═══ Material to process ═══

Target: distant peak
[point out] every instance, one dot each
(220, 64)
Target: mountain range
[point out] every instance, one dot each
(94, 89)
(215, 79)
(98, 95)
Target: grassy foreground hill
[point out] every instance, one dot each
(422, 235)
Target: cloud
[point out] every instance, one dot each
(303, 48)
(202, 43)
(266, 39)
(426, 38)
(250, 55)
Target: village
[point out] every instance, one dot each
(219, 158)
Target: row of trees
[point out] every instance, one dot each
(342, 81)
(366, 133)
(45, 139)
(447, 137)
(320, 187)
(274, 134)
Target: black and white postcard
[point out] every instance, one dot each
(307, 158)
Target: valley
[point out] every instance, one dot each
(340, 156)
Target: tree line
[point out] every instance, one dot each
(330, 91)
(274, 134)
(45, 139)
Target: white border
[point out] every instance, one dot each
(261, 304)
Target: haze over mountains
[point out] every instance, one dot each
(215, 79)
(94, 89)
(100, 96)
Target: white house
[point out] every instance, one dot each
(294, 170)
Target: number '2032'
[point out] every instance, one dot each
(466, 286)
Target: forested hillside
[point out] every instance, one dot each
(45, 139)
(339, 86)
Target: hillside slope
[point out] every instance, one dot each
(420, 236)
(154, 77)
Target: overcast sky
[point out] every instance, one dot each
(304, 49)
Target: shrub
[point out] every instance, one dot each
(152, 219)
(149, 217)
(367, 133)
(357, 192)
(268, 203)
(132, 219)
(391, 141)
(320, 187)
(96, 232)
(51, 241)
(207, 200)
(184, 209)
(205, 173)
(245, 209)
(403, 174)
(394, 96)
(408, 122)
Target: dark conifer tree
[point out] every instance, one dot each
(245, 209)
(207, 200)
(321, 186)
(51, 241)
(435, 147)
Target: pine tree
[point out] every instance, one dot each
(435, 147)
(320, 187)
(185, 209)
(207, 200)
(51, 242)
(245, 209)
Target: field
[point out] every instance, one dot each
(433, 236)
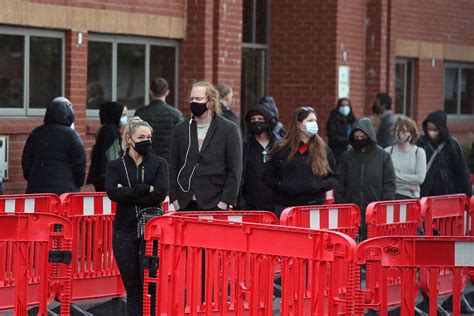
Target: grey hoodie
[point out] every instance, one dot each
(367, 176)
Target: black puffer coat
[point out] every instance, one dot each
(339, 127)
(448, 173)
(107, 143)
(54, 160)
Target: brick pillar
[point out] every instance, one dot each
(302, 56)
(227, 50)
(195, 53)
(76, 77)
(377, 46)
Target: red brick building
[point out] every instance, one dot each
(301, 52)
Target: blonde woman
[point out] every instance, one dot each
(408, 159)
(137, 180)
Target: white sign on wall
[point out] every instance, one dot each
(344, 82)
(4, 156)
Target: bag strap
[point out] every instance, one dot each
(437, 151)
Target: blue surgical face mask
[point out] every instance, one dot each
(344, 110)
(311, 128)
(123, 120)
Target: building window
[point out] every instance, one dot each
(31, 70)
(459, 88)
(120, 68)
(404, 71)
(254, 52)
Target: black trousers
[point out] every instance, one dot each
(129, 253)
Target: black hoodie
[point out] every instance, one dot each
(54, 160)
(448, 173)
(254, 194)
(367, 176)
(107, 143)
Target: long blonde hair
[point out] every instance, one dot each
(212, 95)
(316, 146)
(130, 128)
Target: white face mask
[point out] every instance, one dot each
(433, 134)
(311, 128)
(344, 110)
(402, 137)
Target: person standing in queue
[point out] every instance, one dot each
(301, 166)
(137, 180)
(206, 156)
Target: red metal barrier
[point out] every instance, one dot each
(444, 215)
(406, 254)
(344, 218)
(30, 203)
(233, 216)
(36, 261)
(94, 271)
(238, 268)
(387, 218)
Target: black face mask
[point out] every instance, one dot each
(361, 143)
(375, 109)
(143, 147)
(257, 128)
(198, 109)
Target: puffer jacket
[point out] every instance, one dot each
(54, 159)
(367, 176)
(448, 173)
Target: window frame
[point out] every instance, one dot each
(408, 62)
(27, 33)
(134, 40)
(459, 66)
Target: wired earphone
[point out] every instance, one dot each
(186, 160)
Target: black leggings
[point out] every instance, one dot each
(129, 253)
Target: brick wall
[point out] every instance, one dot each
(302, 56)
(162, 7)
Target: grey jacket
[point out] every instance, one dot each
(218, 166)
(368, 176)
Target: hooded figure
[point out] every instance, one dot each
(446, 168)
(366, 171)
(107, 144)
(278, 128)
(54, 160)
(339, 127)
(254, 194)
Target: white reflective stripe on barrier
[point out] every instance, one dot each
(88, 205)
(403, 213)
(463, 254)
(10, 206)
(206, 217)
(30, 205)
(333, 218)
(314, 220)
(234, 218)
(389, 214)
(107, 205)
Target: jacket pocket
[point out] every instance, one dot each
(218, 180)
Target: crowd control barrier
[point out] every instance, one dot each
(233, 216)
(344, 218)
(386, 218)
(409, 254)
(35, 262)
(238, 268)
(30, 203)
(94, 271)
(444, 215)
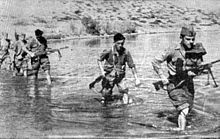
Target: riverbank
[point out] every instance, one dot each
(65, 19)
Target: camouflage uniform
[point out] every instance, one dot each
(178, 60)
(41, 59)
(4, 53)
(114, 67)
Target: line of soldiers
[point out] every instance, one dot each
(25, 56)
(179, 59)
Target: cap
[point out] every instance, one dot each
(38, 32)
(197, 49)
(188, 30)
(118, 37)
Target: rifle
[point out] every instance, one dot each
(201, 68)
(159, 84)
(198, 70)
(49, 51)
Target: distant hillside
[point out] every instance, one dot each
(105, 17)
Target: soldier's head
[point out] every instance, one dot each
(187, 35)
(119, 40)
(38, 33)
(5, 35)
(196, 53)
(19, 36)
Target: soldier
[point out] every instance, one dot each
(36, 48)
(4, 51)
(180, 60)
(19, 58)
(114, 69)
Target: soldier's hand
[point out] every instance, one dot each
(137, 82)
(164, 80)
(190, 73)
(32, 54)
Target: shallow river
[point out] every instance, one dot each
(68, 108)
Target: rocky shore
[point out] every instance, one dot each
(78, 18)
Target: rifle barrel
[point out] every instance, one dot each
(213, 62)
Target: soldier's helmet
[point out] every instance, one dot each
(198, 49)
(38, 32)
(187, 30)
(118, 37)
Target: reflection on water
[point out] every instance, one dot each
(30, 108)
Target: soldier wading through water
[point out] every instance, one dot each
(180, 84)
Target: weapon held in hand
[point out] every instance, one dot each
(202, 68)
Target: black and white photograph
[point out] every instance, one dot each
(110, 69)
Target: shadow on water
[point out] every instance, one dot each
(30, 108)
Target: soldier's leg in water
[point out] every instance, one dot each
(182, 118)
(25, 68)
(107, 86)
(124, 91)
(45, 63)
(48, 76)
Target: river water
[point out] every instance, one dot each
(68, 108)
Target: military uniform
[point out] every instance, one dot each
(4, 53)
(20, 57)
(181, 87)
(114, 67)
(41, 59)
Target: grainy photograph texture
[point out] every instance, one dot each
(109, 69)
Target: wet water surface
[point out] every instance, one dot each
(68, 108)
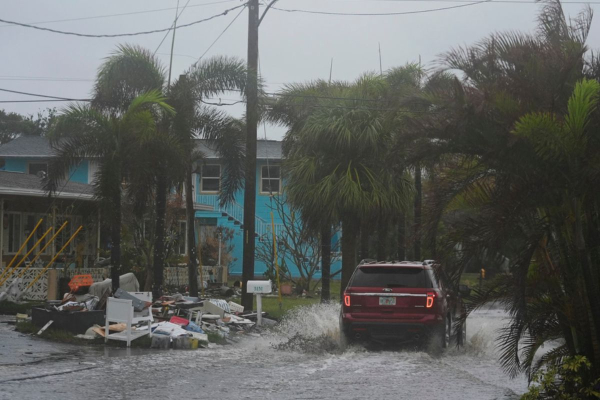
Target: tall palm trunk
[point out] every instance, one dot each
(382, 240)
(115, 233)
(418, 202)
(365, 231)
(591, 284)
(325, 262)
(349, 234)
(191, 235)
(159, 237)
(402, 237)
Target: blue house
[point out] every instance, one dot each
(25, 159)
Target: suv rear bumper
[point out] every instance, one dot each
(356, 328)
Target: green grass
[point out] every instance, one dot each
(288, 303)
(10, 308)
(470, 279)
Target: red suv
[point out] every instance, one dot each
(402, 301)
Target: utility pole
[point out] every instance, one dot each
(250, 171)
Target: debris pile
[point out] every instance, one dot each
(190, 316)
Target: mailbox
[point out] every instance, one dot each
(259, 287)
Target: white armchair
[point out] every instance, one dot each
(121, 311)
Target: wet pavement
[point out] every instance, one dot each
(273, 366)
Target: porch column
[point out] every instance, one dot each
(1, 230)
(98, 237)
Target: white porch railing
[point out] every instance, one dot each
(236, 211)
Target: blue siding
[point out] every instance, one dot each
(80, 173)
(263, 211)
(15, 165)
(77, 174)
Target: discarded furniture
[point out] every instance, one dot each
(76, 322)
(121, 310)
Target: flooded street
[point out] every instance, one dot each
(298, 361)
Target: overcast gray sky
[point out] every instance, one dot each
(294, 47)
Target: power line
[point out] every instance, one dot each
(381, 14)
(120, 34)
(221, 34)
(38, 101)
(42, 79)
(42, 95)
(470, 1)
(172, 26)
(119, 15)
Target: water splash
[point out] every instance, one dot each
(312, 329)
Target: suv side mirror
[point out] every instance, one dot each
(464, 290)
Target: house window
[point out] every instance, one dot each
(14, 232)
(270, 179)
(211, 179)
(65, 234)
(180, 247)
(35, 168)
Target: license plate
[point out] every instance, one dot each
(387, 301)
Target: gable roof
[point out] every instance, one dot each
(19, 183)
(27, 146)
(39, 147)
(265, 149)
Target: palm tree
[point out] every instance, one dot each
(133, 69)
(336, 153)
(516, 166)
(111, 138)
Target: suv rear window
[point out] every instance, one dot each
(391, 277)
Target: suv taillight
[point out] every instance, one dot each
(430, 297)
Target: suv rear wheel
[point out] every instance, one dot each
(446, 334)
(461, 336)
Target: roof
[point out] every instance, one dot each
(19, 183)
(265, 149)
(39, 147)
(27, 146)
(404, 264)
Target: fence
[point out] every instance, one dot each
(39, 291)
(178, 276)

═══

### Short problem
The lines to reproduce run from the one that contains "Target: house window" through the last line above; copy them exactly.

### Complete response
Target: house window
[point out] every instance, one dot each
(14, 232)
(270, 179)
(211, 179)
(65, 234)
(180, 247)
(35, 168)
Target: license plate
[point out] every instance, one dot each
(387, 301)
Target: gable roof
[point out] every instance, one dot each
(19, 183)
(27, 146)
(39, 147)
(265, 149)
Target: palm tree
[point out] every instance, one dot each
(133, 69)
(336, 153)
(516, 166)
(111, 138)
Target: suv rear window
[point out] every instance, one dot each
(391, 277)
Target: suv taillight
[point out] every instance, one dot each
(430, 297)
Target: suv rear wheel
[point out] every instance, one dot each
(446, 334)
(461, 336)
Target: roof
[point out] every instance, one dot each
(19, 183)
(265, 149)
(39, 147)
(27, 146)
(404, 264)
Target: fence
[point out] every instance, one dot each
(39, 291)
(178, 276)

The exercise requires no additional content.